Die „Transitzonen“ liegen jenseits der ungarischen Grenzzäune - und damit nach ungarischer Auffassung nicht auf ungarischem Staatsgebiet. Flüchtlinge können dort Asylanträge stellen. Werden illegal eingereiste Flüchtlinge aufgegriffen, müssten sie nach dem seit Sommer 2015 geltenden Gesetz in Ungarn wegen Grenzverletzung vor Gericht kommen. Bisher geschah dies nach Angaben von Bakondi in 4942 Fällen. In der Regel werden sie zur Abschiebung nach Serbien oder Kroatien verurteilt, jedoch wird dies kaum umgesetzt, weil diese Nachbarländer die Flüchtlinge kaum zurücknehmen.

Seit Anfang dieses Jahres habe Ungarn 17.351 illegal eingereiste Menschen aufgegriffen, sagte Bakondi. Im gesamten Jahr 2015 seien es rund 391.000 gewesen. 330 Flüchtlinge befänden sich in Haft. Von ingsesamt rund 199.000 Asylanträgen habe Ungarn 264 genehmigt.

Gregor Mayer von der Deutschen Presseagentur schilderte bereits vor einiger Zeit in einer interessanten Reportage, wie in Ungarn illegale Einwanderer vor Gericht landen:

Der harte Kurs gegen Asylbewerber treibt seltsame Blüten. Die ungarische Justiz bestraft Menschen, die den Grenzzaun übertreten, mit Landesverweis. Doch die Urteile können nicht umgesetzt werden.

Szeged (dpa) – Es ist ein Tag wie jeder andere im Justizpalast der südungarischen Grenzstadt Szeged. Im Saal 34 des beeindruckenden Neorenaissance-Baus aus der späten Monarchiezeit sitzt Kreisrichter Illes Nanasi über neun Flüchtlinge zu Gericht: vier Männer und eine Frau aus Eritrea sowie ein Mann und drei Frauen aus Somalia. Ihr „Verbrechen“: Sie waren drei Tage zuvor im Dunkel der Nacht unter dem Grenzzaun durchgekrochen, mit dem sich Ungarn seit vergangenem September gegen Flüchtlinge abschottet.

Rukaja F., eine Frau Mitte 20 aus Somalia, ist die fünfte Angeklagte und die erste, die in diesem Prozess eine Aussage machen möchte. „Übertreten der Grenzsperre“ ist nämlich seit Mitte September 2015 in Ungarn ein Straftatbestand, der mit bis zu drei Jahren Gefängnis geahndet werden kann. F. legt dar, dass sie als Somalierin keine andere Wahl hatte, als sich von Schleppern an den Grenzkontrollen vorbeilotsen zu lassen. Die Länder entlang der sogenannten Balkanroute, die am grenzzaunbewehrten Ungarn vorbeiführt, lassen nämlich seit anderthalb Monaten nur noch Flüchtlinge aus Syrien, dem Irak und Afghanistan passieren.

————————

**Aufgaben**
[1] Wie viele Asylanträge hat Ungarn laut dem Text über Flüchtlinge in Ungarn von insgesamt rund 199.000 genehmigt?
[2] Nenne alle Staaten, die im Text über Flüchtlinge in Ungarn erwähnt werden.
[3] Führe den Text über Gerichtsverfahren gegen Flüchtlinge in Ungarn im Anschluss an seinen letzten Satz fort.

**Extrahierte Informationen**

————————

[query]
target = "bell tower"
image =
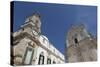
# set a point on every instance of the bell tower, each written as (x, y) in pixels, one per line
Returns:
(78, 43)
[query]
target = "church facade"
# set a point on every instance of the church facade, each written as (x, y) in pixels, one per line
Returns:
(30, 47)
(80, 45)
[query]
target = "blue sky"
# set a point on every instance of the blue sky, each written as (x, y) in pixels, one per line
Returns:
(56, 19)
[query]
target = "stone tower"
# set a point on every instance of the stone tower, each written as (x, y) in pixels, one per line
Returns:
(80, 46)
(26, 35)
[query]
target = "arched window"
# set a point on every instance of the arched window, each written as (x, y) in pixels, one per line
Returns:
(41, 59)
(48, 61)
(54, 62)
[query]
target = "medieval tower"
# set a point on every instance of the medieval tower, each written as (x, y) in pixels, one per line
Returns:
(80, 45)
(30, 47)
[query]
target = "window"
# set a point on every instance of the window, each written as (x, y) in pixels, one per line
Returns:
(28, 56)
(41, 59)
(48, 61)
(54, 62)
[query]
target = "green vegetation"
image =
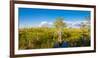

————————

**Antworten**
[1] Ungarn hat 264 Asylanträge genehmigt.

[2] Ungarn, Serbien, Kroatien, Eritrea, Somalia, Syrien, Irak, Afghanistan

[3]
Der Schlepper, sagt F., habe ihr und den Mitangeklagten in Serbien versprochen, dass er sie nach Kroatien bringen würde. Sie selbst wolle nach Finnland, weil ihr Ehemann bereits dort sei. Dass sie in Ungarn sind, hätten sie erst erfahren, nachdem sie von Polizisten aufgegriffen worden waren. Den Zaun, der plötzlich vor ihnen aufgetaucht sei, habe der Schlepper angehoben, so dass sie darunter durchkriechen konnten.

Richter Nanasi bemüht sich etwas angestrengt, dem Verfahren Ernsthaftigkeit zu geben. „Was glauben Sie, welchem Zweck ein Zaun dient?“, fragt er die Angeklagte F. „Wir dachten, es ist ein Kerker“, versucht es F. zu erklären. Der Richter bohrt weiter: „Was denken Sie allgemein, welchem Zweck ein Zaun dient?“ Die junge Frau lässt sich nicht in Verlegenheit bringen: „Im Allgemeinen dient ein Zaun wohl dazu, etwas abzusperren. Wir dachten aber, wir sind eingesperrt.“

Richter Nanasi zeigt sich unbeeindruckt und schließt die Beweisaufnahme im Fall der Rukaja F. ab. Die Angeklagten haben – wie aus ihren Aussagen oder den vom Richter verlesenen Ermittlungsprotokollen hervorgeht – jeweils ihre Geschichte. Der somalischen Krankenschwester Fatima M. A. drohte nach eigenen Angaben die Zwangsverheiratung an einen Kämpfer der islamistischen Terrormiliz Al Shabaab. Halima M. sagt wiederum aus, dass ihr Mann von Al-Shabaab-Leuten umgebracht und ihre älteste Tochter von den Islamisten verschleppt wurde. Der Eritreer Shaban B. hat auf der Flucht vor der Diktatur in seiner Heimat eine mehr als dreijährige Odyssee hinter sich, die ihn über den Sudan, Ägypten, Israel, die Türkei und Griechenland in die Mitte Europas führte.

Doch vor dem neuen ungarischen Strafrechtsparagrafen „illegale Überwindung der Grenzsperre“ werden diese Schicksale bedeutungslos. Die Staatsanwältin beantragt keine Gefängnisstrafen, sondern einen Landesverweis für die Angeklagten. Die beiden jungen Pflichtverteidigerinnen kommen im Schlussplädoyer erstmals zu Wort. Sie sprechen sich für Milde aus – und eine bloße Verwarnung der „Delinquenten“.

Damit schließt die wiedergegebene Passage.